能把下面这段数据逐行原样输出一遍吗？每一行都要包括，一行也不能漏。

─── 数据汇总

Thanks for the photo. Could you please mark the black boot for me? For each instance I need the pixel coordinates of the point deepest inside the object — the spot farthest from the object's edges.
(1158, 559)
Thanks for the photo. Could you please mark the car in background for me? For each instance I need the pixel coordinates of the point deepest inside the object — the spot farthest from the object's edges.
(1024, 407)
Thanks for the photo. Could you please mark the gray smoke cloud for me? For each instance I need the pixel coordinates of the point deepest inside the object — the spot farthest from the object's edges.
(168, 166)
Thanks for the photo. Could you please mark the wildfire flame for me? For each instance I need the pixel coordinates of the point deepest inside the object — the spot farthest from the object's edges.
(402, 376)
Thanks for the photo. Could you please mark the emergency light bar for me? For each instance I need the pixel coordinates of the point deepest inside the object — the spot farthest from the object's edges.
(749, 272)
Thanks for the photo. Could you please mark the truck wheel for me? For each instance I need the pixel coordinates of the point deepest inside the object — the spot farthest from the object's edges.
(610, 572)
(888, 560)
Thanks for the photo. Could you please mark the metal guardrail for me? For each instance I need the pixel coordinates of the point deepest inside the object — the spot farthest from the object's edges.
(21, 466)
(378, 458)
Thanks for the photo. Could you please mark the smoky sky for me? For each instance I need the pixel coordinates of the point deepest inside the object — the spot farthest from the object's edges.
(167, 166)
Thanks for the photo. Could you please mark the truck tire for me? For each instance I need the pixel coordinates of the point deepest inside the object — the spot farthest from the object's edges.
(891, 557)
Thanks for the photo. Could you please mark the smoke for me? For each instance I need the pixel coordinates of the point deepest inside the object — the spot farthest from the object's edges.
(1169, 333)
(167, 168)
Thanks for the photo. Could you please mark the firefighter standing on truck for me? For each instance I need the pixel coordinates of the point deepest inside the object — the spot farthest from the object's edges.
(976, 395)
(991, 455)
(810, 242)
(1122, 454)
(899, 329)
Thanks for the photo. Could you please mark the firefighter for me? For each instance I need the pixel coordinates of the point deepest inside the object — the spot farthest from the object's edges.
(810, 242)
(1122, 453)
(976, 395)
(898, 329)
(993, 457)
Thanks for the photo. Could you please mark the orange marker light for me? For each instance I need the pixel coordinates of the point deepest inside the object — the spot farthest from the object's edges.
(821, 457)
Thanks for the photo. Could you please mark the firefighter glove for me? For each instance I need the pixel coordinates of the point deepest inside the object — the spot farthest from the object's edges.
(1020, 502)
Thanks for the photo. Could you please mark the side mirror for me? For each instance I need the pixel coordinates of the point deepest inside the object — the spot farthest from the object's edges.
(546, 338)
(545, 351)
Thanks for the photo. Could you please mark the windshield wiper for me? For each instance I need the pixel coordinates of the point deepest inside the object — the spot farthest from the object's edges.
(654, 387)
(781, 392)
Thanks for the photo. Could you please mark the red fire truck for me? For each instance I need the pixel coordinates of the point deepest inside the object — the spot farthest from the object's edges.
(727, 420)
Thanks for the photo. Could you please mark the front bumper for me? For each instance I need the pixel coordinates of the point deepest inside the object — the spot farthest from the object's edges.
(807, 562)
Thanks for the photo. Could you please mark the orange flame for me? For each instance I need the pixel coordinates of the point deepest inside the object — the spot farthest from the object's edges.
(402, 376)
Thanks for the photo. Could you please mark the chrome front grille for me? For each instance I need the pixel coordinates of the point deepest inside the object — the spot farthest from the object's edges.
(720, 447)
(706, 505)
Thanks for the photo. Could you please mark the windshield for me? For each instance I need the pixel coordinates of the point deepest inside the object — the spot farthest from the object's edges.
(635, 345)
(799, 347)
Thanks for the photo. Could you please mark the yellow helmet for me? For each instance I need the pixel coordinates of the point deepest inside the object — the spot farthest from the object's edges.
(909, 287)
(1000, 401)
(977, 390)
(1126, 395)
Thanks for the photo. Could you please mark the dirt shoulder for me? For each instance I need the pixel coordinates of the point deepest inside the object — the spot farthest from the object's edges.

──────

» 任务答复
Thanks for the photo. Could you please mark the black boot for me? For each instance I need the pixel coordinates of the point deepest inside the object — the spot farthest from the object's edges.
(1158, 559)
Thanks for the photo. Could you please mark the car in background for me? For each instance I need the pixel coordinates of the point deepest inside the object — the spot farthest from the object's edges.
(1024, 407)
Thanks for the photo. Could you please mark the gray smoke cloud for me? For each instance I need the pixel coordinates of the point deepest inside the object — the spot farthest from the object's edges.
(168, 166)
Thanks for the photo. Could you please mark the wildfire flame for me? For each instance I need the pixel coordinates of the point deepest inside the object — the spot farthest from the object's edges.
(402, 376)
Thanks for the photo. Could you please mark the emergency light bar for me? For each instance I need the pixel coordinates of the point deepest inside the object — the spot farthest from the object's edges.
(749, 272)
Thanks for the photo. Could you please mark the truck wheel for me? For each instance I need the pixel coordinates of the point deepest inside the object — the spot farthest from the object's edges.
(610, 572)
(888, 560)
Thanks for the photo. Could you please mark the metal guardrail for me? For each instance I need the pixel coordinates of the point deepest inside the object — the spot farthest from the object's edges.
(21, 466)
(378, 458)
Thanks for the photo. Could you please mark the smoky sky for me? For each instance I need the pixel coordinates of the point deepest inside the object — the spot farthest from the object's edges.
(167, 166)
Thanks for the photo. Could you please mark the truck tire for me? For each instance I need the pixel coordinates of the point deepest inside the object — the spot farthest from the object's edges.
(891, 557)
Thanks for the photo. Could you please mark the smoke for me? For each instance I need the pixel coordinates of the point deepest inside the object — the spot farthest from the object's edges.
(1169, 333)
(167, 168)
Thanks for the photo. Could you please mark the firefighter standing on truck for me? For each instance I need the pixel coordinates of the point deepest inside the object — the spot farthest from the object's edges.
(976, 395)
(991, 455)
(810, 242)
(1122, 454)
(899, 329)
Thanks for the photo. Could you please mark the firefighter for me? For each instance I need the pixel coordinates of the point deepest inside the object — the spot farthest from the object's edges.
(810, 242)
(1122, 453)
(976, 395)
(898, 329)
(993, 457)
Thanks for the photo. Could you please mark the orange marker light for me? For each instance I need the pixel coordinates of the point deepest inside the object — the spot farthest from the object's edges.
(821, 457)
Thanks for the photo. Could you please mark the firefighter glove for me? For each instance I need the pixel coordinates of the point deepest inside the object — the spot farthest from the object's edges.
(1020, 502)
Thanks for the photo. Could you please mark the side mirror for me? For each instance I need the pixel coordinates of the point deepest inside the object — the spot farthest from the object's edges.
(546, 338)
(545, 351)
Thanks for the photo. Could you please mark the windshield wiper for me? For each instance I need the pixel coordinates of the point deepest inside the object — the spot farthest from the object's edges.
(654, 387)
(781, 392)
Thanks for the photo. Could you please mark the red fire truck for me? For each instance I need the pixel coordinates of the point deepest inside the object — the spot farthest from the object's edges.
(727, 420)
Thanks for the photo. Could you please mark the front bumper for me? For each instance I need the pixel coordinates of the point deepest inside the object — the spot farthest from the object's edges.
(807, 562)
Thanks for the photo. Could you please mark the orange flame for me? For each instance I need the pixel coordinates of the point deepest inside the object — the spot farthest from the object's edges.
(402, 376)
Thanks for the photo. Could you please mark the chrome front grille for me? For each instance I need the pixel coordinates of the point deepest inside the object — the spot farthest from the object's edges.
(720, 447)
(706, 505)
Thanks for the photo. Could you please mark the windshield for me? For each instance I need the pixel coordinates of the point deepest inside the object — the spot farthest from the object's edges.
(635, 345)
(799, 347)
Thanks for the photo. Could you please mark the yellow helmet for me? For each instance I need the pixel coordinates of the point deepest inside the object — the spot farthest from the object's edges.
(909, 287)
(1000, 401)
(977, 390)
(1126, 395)
Thanks for the photo. Could you please mark the dirt shoulder for me? For each instance I need the pixel coordinates of the point deepest inside the object — the spot farthest from the object's edges.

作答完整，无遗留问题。